→ Assignment
Copy the listing below letter for letter, passing over each picture.

(Beginning of Data supplied)

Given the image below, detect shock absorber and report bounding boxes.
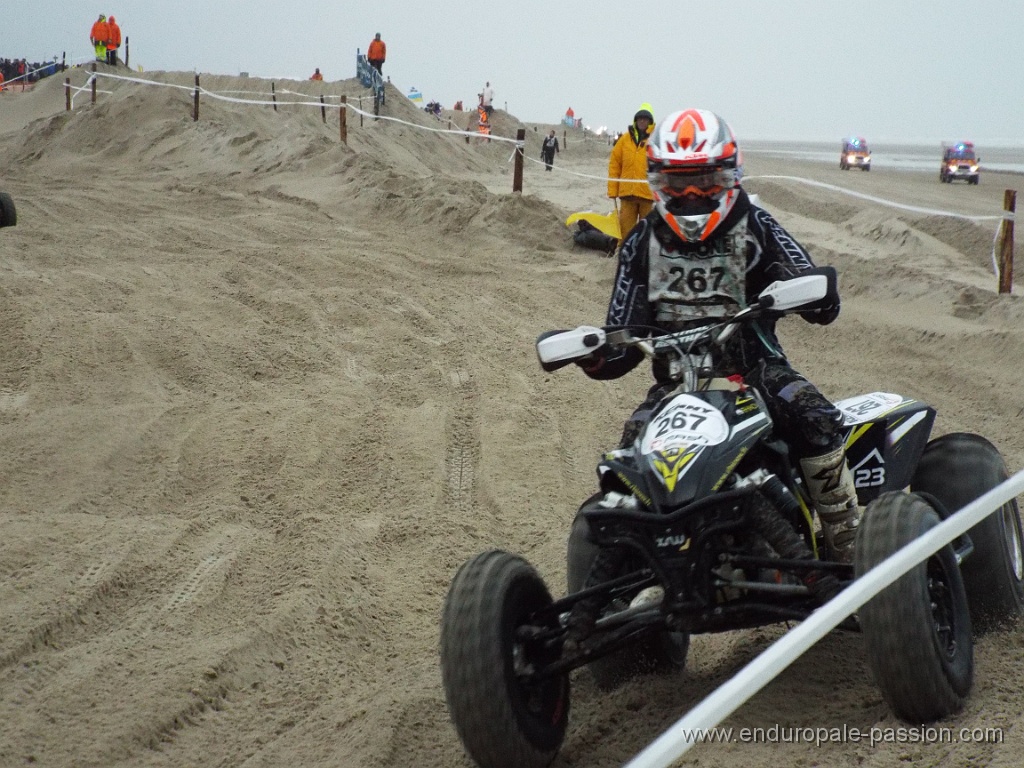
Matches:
[564,547,626,650]
[758,472,805,524]
[738,470,841,601]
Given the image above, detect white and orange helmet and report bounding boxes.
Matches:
[647,109,743,242]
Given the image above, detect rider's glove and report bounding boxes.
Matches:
[574,349,607,375]
[801,302,840,326]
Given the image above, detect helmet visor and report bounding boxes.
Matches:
[649,167,736,198]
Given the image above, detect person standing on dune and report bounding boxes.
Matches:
[480,81,494,117]
[367,33,386,75]
[541,130,560,171]
[106,15,122,66]
[89,14,109,63]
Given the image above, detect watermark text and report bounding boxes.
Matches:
[675,724,1004,748]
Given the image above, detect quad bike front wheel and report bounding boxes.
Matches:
[566,509,689,691]
[855,491,973,723]
[911,432,1024,630]
[440,549,569,768]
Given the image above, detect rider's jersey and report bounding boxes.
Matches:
[647,214,749,327]
[594,189,820,380]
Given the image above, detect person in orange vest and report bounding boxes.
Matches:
[310,68,323,81]
[367,33,386,75]
[90,14,110,63]
[106,16,122,66]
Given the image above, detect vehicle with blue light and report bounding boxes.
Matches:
[941,142,980,184]
[840,137,871,171]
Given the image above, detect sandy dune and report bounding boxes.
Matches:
[1,67,1023,768]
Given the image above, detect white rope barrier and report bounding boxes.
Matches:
[741,174,1012,277]
[89,70,495,142]
[625,468,1024,768]
[77,71,1013,236]
[744,174,1010,222]
[66,74,114,108]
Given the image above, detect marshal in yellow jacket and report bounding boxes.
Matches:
[607,103,655,200]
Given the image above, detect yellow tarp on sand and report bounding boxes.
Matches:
[565,211,620,240]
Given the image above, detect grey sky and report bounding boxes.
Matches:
[6,1,1022,145]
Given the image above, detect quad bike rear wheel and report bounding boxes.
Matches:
[911,432,1024,630]
[0,191,16,228]
[566,507,689,691]
[440,549,569,768]
[855,491,973,723]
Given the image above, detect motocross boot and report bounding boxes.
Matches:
[800,447,861,564]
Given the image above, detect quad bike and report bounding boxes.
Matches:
[438,268,1024,768]
[0,191,15,227]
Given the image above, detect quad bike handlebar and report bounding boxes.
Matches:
[536,267,838,376]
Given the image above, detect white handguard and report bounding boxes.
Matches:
[758,272,829,312]
[536,326,607,367]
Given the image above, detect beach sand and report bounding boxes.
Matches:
[2,68,1023,768]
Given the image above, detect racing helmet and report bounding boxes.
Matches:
[647,109,743,242]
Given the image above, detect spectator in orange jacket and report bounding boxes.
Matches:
[367,33,386,74]
[310,68,323,81]
[90,14,109,63]
[106,16,122,66]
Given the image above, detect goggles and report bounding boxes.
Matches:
[649,167,737,198]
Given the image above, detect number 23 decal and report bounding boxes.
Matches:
[855,467,885,487]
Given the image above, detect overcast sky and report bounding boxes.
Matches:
[6,1,1022,145]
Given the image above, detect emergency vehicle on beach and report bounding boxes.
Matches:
[940,142,980,185]
[840,137,871,171]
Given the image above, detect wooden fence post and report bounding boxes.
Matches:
[340,96,347,144]
[271,82,277,112]
[998,189,1017,294]
[320,95,326,124]
[193,74,200,121]
[563,129,567,150]
[125,37,129,68]
[91,62,97,103]
[513,128,526,193]
[65,77,71,111]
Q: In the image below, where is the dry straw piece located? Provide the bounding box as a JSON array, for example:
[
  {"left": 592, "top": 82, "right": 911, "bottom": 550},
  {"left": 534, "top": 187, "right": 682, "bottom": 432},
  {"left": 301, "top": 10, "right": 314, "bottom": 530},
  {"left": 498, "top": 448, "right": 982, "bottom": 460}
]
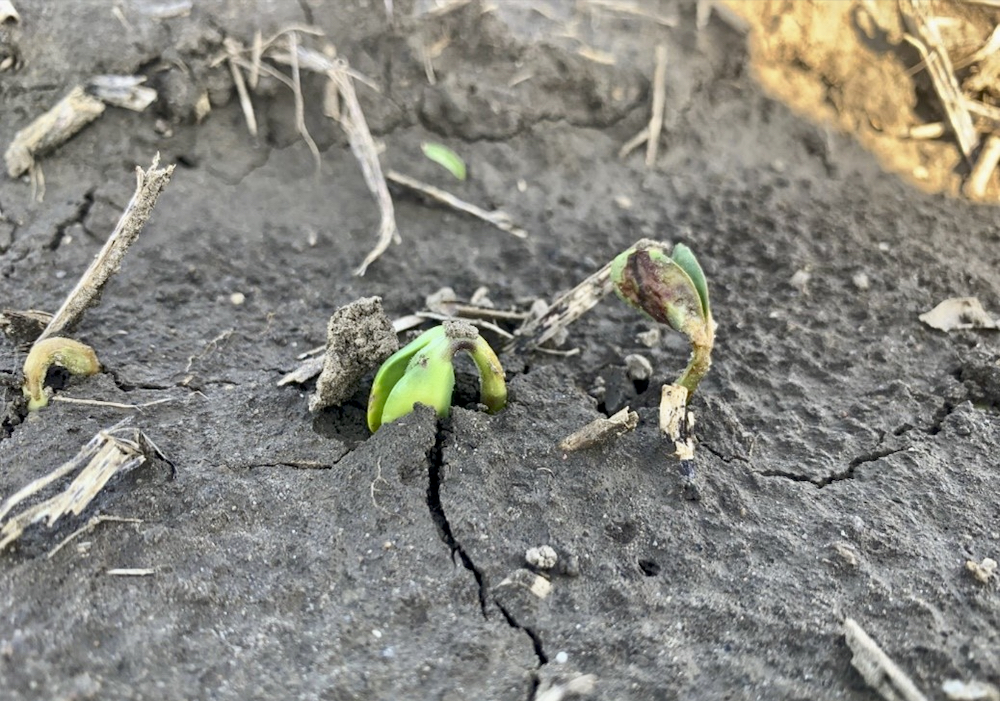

(End of Data supplied)

→ Response
Given the image below, detect shock absorber and report bounding boxes.
Matches:
[564,547,626,650]
[758,472,805,524]
[738,470,841,601]
Given the image above, detect white and orange helmet and report bounding boxes.
Matches:
[647,109,743,242]
Given the image above, detect rider's glove and report bounding boxes.
Matches:
[574,349,607,375]
[801,302,840,326]
Given the image above, detect helmet visor and report bounding boxes.
Matches:
[649,167,736,198]
Given the image above, detect person standing on dune and report bounding boxes.
Matches:
[480,81,494,117]
[367,33,386,75]
[541,130,560,171]
[106,15,122,66]
[89,14,109,63]
Given the image above, detect watermark text and report bounding boxes.
Matches:
[675,724,1004,748]
Given the image above, detect quad bike front wheel and report bounding boxes.
Matches:
[566,509,689,691]
[855,491,973,723]
[911,432,1024,630]
[440,549,569,768]
Given the image above, detect rider's jersey and report bounding boxes.
Matches:
[647,214,749,327]
[594,189,820,380]
Given the image above, detect person in orange vest and report bounding boxes.
Matches:
[310,68,323,81]
[367,33,386,75]
[90,14,110,63]
[106,16,122,66]
Given the image above, detect vehicle with blue light and report bounding boxes.
Matches:
[941,142,980,184]
[840,137,871,171]
Given the image above, detect sandy dune and report bounding boxes.
Matches:
[1,67,1023,768]
Given the image above, detect white rope barrier and report bounding boxes.
Matches:
[741,174,1012,277]
[89,70,495,142]
[625,468,1024,768]
[77,71,1013,236]
[744,174,1010,222]
[66,74,114,108]
Given the image above, detect marshal in yellow jacket and report bounding boxes.
Matches:
[607,103,655,200]
Given the image above, detect yellow tarp on sand and report bounding boxes.
Matches:
[565,211,620,240]
Given the image above, detect grey sky and report bounding boxes.
Matches:
[6,1,1022,145]
Given the image above, detect quad bike rear wheel and report bounding boxes.
Matches:
[911,432,1024,630]
[0,191,16,228]
[566,507,689,691]
[440,549,569,768]
[855,491,973,723]
Given the image above, detect motocross boot and report bounding boxes.
Matches:
[800,447,861,564]
Given the image above, detect quad bike and report bounding boxes.
Matches:
[438,268,1024,768]
[0,191,15,227]
Given the image above, detect quad bike handlebar and report bounding boxes.
Matches:
[536,267,838,376]
Given the image above, detect white handguard and report bounding boxes.
Matches:
[758,272,829,312]
[536,326,607,367]
Given the image above, detect beach sand and report bounding boxes.
Matches:
[2,68,1023,768]
Given the image above, detect racing helmet and report bounding boxes.
Matches:
[647,109,743,242]
Given the image above, detect spectator in orange jacket and report bounding boxes.
Matches:
[367,33,386,74]
[310,68,323,81]
[90,14,109,63]
[106,16,122,66]
Given the image above, detect goggles and report bounding boxes.
Matches:
[649,167,737,198]
Given the image above, detect number 23 decal and report bounding boxes.
Matches:
[855,467,885,487]
Given the image above, detect overcast sky and report bounding boxes.
Matches:
[6,1,1022,145]
Given the image above, detect emergency vehicle on beach and report bounding boxes.
Matches:
[940,142,980,185]
[840,137,871,171]
Given the image above, detect wooden fence post and report bounding boxes.
Matches:
[340,96,347,144]
[271,82,277,112]
[998,189,1017,294]
[320,95,326,124]
[193,74,200,121]
[563,129,567,150]
[125,37,129,68]
[91,62,97,103]
[513,128,526,193]
[65,77,71,111]
Q: In the image below, where is the dry straw piece located? Provide the bounding box as a JSON array, for example:
[
  {"left": 592, "top": 82, "right": 911, "bottom": 550},
  {"left": 534, "top": 187, "right": 682, "bottom": 432},
  {"left": 301, "top": 10, "right": 314, "bottom": 530},
  {"left": 498, "top": 448, "right": 982, "bottom": 460}
]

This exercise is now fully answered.